**Exercise directions**
Render every line of the entries below as a numbered list, skipping blank lines and omitting the pictures.

[Excerpts from a pointing dataset]
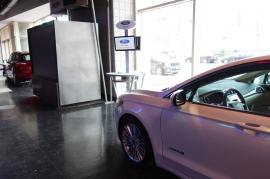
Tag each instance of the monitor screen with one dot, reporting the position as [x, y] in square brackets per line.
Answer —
[125, 43]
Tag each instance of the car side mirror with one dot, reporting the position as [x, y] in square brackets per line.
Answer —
[178, 98]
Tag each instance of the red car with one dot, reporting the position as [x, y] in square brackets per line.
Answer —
[19, 67]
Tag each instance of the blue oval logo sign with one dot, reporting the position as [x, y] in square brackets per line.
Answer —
[124, 41]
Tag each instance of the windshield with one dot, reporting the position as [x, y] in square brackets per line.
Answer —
[26, 57]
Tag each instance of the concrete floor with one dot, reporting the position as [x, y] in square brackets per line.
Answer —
[40, 142]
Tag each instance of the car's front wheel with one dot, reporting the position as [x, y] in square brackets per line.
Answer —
[135, 143]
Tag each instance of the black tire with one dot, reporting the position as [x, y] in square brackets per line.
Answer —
[140, 159]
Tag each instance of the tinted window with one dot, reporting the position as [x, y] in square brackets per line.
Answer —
[26, 57]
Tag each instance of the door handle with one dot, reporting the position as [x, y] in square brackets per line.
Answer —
[252, 128]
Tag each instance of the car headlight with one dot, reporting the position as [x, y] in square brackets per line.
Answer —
[119, 102]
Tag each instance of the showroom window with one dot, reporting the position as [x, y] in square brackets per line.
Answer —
[180, 40]
[229, 30]
[166, 50]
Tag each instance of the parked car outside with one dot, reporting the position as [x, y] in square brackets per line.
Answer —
[164, 64]
[19, 67]
[234, 57]
[214, 125]
[208, 59]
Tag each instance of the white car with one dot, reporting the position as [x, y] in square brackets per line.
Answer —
[215, 125]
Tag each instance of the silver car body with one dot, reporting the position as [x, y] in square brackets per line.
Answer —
[201, 141]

**Finished task**
1. Tag each instance of the monitor screen with one dot, reporting the position as [x, y] in square brackets per line.
2. Answer —
3. [125, 43]
4. Tag each instance of the car side mirror with one dot, reporting the position as [x, y] in square brackets per line.
5. Answer —
6. [178, 98]
7. Tag each instance of the red car with one dot, reporting the position as [x, y] in square brackets per line.
8. Answer —
9. [19, 67]
10. Tag each instance of the blue oval logo sign with one dot, reporting the position as [x, y] in square brackets per line.
11. Answer —
12. [124, 41]
13. Tag each instance of the windshield with one dot, reporting the position as [x, y] in square brackets per line.
14. Answer —
15. [26, 57]
16. Tag each instance of the concrete floor with one dot, reporting the position as [x, y] in square brackets per line.
17. Answer —
18. [40, 142]
19. Tag each instance of the car's front wheel with one dot, reporting the position as [x, y] in square brackets per line.
20. Answer —
21. [135, 143]
22. Tag each instance of the black tire with one dot, reporting the position as [x, y] in square brackets per line.
23. Answer —
24. [140, 159]
25. Tag each instance of the tinted window with one dot, reporting the position as [x, y] in square brackets per line.
26. Answer —
27. [26, 57]
28. Tag each instance of the door handle with one dot, reporting the position as [x, y] in square brackets per line.
29. Answer —
30. [252, 128]
31. Tag each instance of the car headlight with one dot, reporting the position as [x, y] in square brackets per line.
32. Answer —
33. [119, 102]
34. Tag each instance of the showroom window with one dot, reporting the position as [x, y] in square brackets per line.
35. Answer —
36. [180, 40]
37. [229, 30]
38. [166, 50]
39. Tag each instance of the parked car outside with one dot, reporting the position as [x, y] in square brackets per line.
40. Answer —
41. [164, 64]
42. [19, 67]
43. [234, 57]
44. [214, 125]
45. [208, 59]
46. Tag each instance of the white car with one dot, reporting the position as [x, y] in square brackets per line.
47. Answer —
48. [215, 125]
49. Tag each instance of the silver car body with one dot, reporting the position as [x, y] in square brackets per line.
50. Answer —
51. [201, 141]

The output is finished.